Count the rows below that contain the word "area", and reply with only that number.

[Pointing entries for named objects]
------------------------------------------------------------

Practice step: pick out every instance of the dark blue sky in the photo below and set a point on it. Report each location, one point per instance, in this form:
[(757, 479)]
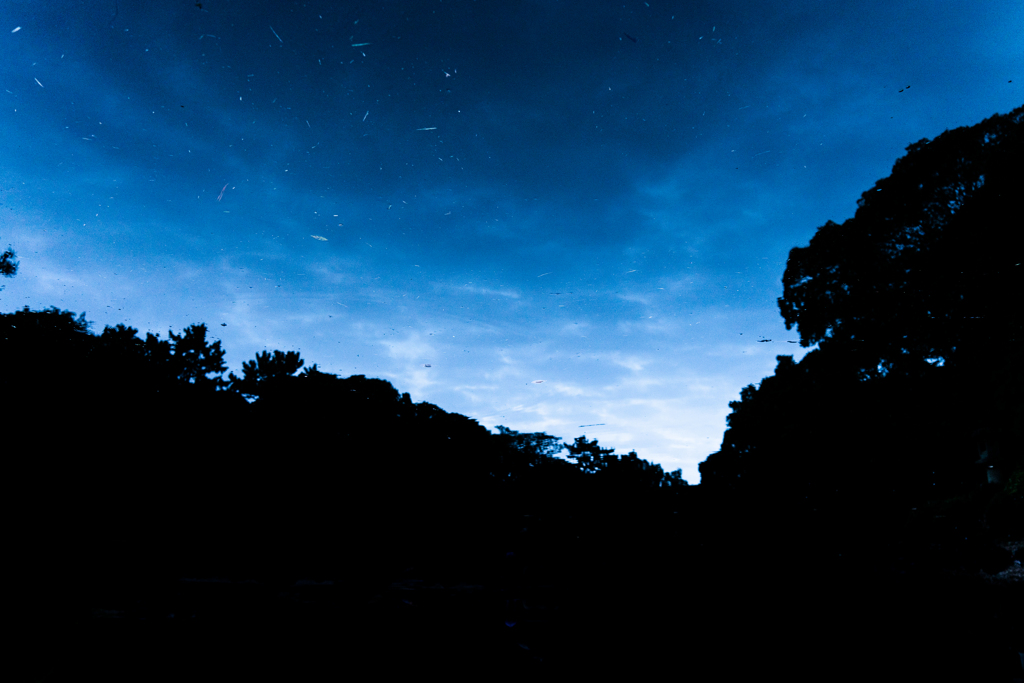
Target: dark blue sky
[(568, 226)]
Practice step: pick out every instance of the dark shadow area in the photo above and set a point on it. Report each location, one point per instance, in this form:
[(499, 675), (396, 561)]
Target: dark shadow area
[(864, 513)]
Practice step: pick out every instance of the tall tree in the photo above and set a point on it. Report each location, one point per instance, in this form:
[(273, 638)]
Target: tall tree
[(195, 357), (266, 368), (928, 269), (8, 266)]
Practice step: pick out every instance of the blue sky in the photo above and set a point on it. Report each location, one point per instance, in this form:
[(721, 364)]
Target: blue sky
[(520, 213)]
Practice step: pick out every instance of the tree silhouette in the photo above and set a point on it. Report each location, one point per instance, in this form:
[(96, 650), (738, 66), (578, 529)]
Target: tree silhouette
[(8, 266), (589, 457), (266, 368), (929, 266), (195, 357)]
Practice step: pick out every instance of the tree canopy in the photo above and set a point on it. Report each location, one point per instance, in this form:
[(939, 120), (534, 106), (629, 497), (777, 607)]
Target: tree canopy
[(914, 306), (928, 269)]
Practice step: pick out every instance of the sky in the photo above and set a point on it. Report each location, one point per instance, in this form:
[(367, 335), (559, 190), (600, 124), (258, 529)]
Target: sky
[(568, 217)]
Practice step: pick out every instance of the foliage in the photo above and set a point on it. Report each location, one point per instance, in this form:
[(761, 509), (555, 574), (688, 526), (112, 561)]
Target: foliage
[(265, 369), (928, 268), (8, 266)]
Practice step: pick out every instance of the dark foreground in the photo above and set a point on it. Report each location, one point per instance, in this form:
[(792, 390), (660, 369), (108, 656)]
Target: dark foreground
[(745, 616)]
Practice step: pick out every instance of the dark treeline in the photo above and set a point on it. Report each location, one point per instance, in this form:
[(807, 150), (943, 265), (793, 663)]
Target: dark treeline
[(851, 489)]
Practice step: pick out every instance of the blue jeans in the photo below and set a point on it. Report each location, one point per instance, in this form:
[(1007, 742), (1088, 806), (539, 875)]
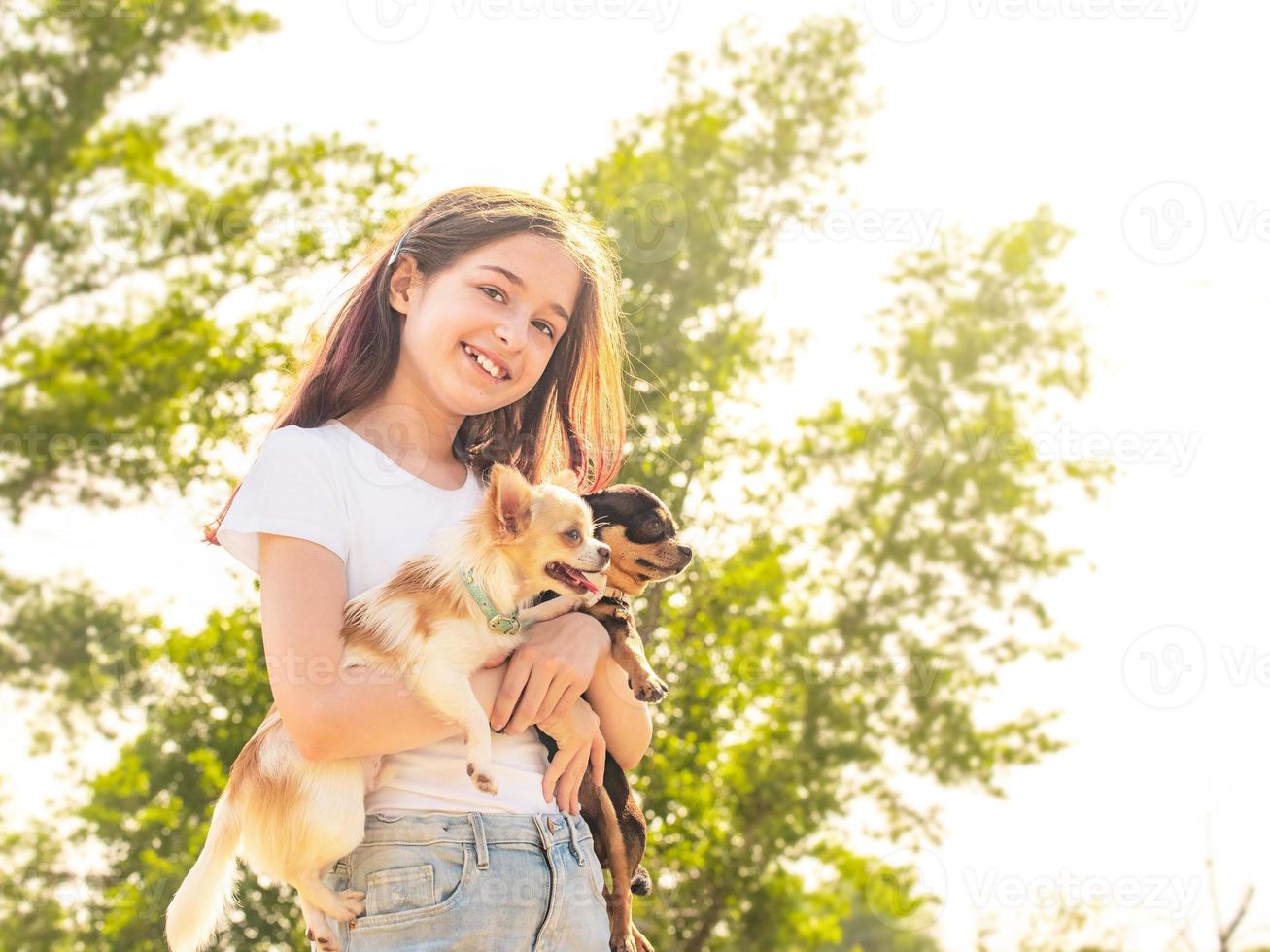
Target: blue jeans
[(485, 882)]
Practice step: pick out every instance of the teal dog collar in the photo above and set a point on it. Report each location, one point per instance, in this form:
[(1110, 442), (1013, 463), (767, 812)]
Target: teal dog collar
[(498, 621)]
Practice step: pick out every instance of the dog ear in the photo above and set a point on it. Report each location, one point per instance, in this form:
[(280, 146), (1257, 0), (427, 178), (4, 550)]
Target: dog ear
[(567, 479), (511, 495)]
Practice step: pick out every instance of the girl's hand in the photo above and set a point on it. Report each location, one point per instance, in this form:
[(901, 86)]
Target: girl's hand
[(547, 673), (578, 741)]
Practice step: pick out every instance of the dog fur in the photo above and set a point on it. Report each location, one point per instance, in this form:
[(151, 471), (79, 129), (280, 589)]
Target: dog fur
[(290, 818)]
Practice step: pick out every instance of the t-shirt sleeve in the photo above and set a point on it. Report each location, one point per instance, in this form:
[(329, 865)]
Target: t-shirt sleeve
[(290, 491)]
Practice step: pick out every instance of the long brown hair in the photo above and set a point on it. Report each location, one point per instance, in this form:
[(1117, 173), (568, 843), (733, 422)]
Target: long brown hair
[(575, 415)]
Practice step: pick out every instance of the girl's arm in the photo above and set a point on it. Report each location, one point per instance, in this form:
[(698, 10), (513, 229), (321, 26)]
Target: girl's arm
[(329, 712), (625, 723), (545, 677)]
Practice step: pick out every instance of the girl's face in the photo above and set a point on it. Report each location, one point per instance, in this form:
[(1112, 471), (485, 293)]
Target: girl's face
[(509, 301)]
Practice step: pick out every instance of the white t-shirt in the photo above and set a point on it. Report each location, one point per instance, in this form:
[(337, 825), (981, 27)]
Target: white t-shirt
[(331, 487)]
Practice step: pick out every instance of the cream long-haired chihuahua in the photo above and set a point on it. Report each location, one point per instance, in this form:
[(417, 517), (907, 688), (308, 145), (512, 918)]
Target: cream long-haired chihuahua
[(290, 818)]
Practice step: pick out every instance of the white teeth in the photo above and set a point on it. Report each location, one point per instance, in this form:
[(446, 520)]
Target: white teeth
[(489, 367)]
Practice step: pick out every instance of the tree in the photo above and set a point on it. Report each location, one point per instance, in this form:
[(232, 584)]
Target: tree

------------------------------------------------------------

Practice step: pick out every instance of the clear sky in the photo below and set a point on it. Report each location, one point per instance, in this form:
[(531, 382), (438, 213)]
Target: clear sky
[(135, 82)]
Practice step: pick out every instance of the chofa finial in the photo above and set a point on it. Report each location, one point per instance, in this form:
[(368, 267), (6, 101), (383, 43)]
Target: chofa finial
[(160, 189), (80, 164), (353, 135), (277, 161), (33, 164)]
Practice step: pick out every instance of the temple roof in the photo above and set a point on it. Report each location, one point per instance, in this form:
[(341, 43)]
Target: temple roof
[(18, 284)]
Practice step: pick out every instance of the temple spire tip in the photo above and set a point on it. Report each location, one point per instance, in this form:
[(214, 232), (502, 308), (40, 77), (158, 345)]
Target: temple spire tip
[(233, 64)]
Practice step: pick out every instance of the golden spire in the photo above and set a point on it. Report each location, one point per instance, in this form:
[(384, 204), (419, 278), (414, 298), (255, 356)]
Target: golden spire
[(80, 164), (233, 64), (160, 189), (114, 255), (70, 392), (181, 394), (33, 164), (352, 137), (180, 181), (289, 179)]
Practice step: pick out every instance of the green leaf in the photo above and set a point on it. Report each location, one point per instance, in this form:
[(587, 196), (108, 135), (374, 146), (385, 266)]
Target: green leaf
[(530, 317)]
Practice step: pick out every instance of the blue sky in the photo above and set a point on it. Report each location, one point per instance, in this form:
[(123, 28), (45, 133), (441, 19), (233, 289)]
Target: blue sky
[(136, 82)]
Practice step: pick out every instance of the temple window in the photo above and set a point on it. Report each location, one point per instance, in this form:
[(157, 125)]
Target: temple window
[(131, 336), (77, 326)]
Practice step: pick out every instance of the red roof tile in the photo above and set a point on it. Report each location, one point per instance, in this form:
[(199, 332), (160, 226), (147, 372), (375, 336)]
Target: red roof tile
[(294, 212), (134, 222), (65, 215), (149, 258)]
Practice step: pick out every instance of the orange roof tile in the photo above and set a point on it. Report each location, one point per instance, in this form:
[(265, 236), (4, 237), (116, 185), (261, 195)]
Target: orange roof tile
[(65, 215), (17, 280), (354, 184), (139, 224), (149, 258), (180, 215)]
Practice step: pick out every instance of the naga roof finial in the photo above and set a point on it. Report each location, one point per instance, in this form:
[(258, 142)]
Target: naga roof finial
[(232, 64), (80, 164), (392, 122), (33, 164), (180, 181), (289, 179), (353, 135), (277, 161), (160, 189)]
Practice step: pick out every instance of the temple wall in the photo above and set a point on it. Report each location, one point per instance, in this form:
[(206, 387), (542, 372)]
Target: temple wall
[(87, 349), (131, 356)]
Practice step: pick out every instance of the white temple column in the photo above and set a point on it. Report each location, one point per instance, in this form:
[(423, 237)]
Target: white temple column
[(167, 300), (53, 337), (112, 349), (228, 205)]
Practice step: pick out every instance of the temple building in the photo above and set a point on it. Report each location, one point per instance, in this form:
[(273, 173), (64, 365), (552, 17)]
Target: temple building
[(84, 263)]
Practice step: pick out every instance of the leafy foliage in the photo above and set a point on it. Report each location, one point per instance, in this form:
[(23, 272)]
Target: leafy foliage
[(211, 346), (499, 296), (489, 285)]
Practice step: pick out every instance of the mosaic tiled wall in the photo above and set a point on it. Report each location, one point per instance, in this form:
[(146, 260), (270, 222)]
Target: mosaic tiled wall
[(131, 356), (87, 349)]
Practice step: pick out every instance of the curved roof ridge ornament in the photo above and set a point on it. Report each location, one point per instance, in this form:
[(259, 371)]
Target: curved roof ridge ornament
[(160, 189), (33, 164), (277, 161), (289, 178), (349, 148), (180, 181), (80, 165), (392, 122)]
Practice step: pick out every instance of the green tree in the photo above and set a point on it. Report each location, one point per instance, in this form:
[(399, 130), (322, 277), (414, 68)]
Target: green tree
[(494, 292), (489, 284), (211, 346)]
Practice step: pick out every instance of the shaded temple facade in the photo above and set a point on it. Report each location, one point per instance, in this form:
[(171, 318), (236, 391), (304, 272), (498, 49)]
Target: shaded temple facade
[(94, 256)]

------------------------------------------------------------

* Complete response
2